─── Recorded data ───
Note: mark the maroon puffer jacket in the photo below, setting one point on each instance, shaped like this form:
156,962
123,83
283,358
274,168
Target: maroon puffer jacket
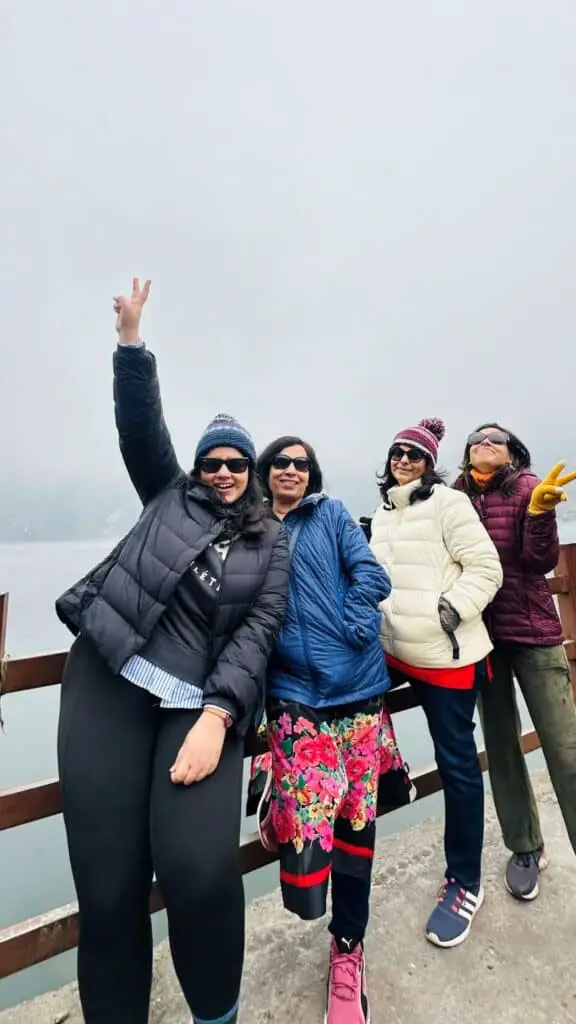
───
# Task description
Across all the lines above, repeat the wording exactly and omit the pictures.

# Exercise output
Note: mark the maroon puffer jacket in the photo below, setting one point on each instance, shaped like this form:
156,962
123,83
283,358
274,168
Target: maroon puffer jacket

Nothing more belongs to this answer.